## REQUIREMENT:
From the first line to the last, please write out the data exactly.

_ _ _ _

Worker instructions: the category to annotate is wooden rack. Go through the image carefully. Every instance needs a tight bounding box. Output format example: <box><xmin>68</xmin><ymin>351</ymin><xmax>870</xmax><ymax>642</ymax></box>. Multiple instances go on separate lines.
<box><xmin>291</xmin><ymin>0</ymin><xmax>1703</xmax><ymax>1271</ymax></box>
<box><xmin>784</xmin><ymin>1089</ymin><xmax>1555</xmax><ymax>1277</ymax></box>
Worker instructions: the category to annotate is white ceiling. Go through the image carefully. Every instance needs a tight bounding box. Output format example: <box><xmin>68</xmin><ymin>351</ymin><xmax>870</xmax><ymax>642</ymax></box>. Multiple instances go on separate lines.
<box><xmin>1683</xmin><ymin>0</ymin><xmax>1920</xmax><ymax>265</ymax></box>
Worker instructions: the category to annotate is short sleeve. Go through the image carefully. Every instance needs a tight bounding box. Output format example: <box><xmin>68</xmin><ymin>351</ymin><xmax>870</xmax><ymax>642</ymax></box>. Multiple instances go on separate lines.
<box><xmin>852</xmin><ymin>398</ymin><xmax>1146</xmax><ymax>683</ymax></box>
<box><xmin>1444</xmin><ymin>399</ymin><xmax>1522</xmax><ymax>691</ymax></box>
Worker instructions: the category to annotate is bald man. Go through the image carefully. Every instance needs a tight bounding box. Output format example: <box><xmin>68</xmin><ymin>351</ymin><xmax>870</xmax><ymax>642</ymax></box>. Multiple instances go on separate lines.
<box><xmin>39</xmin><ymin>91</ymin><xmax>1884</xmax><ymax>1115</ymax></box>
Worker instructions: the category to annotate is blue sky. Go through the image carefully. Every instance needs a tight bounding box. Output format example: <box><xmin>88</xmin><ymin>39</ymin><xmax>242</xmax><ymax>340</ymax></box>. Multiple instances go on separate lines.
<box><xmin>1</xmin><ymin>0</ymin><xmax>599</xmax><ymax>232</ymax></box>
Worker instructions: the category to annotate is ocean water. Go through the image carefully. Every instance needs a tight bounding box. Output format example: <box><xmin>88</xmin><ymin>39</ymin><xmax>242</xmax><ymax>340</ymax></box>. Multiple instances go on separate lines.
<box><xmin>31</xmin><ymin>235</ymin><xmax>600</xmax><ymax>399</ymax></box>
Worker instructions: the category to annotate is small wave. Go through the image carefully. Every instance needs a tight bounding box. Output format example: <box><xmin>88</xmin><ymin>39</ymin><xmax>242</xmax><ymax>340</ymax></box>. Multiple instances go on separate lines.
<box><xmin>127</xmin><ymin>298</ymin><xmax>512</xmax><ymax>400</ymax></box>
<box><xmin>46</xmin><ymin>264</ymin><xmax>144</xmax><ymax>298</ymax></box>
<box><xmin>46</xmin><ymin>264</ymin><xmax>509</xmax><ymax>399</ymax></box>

_ _ _ _

## REPLY TO THE TASK:
Worker instructions: the category to annotate is wooden rack. Go through the image carefully. Every instance needs a tight bounding box. Output format example: <box><xmin>68</xmin><ymin>351</ymin><xmax>870</xmax><ymax>642</ymax></box>. Multiple instances go on separate lines.
<box><xmin>291</xmin><ymin>0</ymin><xmax>1703</xmax><ymax>1271</ymax></box>
<box><xmin>784</xmin><ymin>1089</ymin><xmax>1555</xmax><ymax>1277</ymax></box>
Worker instructions: the category to annotate is white ceiling. Go through the image carefully. Every instance needs a tight bounding box. Output format example: <box><xmin>68</xmin><ymin>351</ymin><xmax>870</xmax><ymax>642</ymax></box>. Multiple instances go on separate lines.
<box><xmin>1683</xmin><ymin>0</ymin><xmax>1920</xmax><ymax>265</ymax></box>
Worker instructions: the category to annotate is short sleeve. Go through the image carefully. Every instance needs a tight bounding box. Output format example: <box><xmin>68</xmin><ymin>351</ymin><xmax>870</xmax><ymax>642</ymax></box>. Multiple instances go on separate lines.
<box><xmin>852</xmin><ymin>398</ymin><xmax>1146</xmax><ymax>683</ymax></box>
<box><xmin>1444</xmin><ymin>399</ymin><xmax>1522</xmax><ymax>691</ymax></box>
Worker instructions: the category to annotate is bald man. Go through the image carefully. Every instance needs a tight bounding box. Output format example: <box><xmin>68</xmin><ymin>351</ymin><xmax>870</xmax><ymax>642</ymax></box>. Multiple instances go on separate lines.
<box><xmin>39</xmin><ymin>91</ymin><xmax>1884</xmax><ymax>1115</ymax></box>
Worker instructions: the category to annotate is blue sky. Go through the image carefully. Every instance needs a tight bounding box. Output format example: <box><xmin>88</xmin><ymin>39</ymin><xmax>242</xmax><ymax>340</ymax></box>. Multiple instances go on separate lines.
<box><xmin>1</xmin><ymin>0</ymin><xmax>599</xmax><ymax>232</ymax></box>
Worker instructions: the category to annotate is ocean water. Go through the image carefully. Every instance needs a tight bounding box. Output format example: <box><xmin>88</xmin><ymin>39</ymin><xmax>242</xmax><ymax>340</ymax></box>. Multiple instances go on separate lines.
<box><xmin>31</xmin><ymin>235</ymin><xmax>600</xmax><ymax>399</ymax></box>
Worker instructions: the category to annotate is small wave. Go through the image carefully. Every instance needs a tight bounding box. Output format example: <box><xmin>88</xmin><ymin>39</ymin><xmax>242</xmax><ymax>340</ymax></box>. Multiple instances go on separate lines.
<box><xmin>127</xmin><ymin>298</ymin><xmax>512</xmax><ymax>400</ymax></box>
<box><xmin>46</xmin><ymin>264</ymin><xmax>144</xmax><ymax>298</ymax></box>
<box><xmin>46</xmin><ymin>264</ymin><xmax>509</xmax><ymax>399</ymax></box>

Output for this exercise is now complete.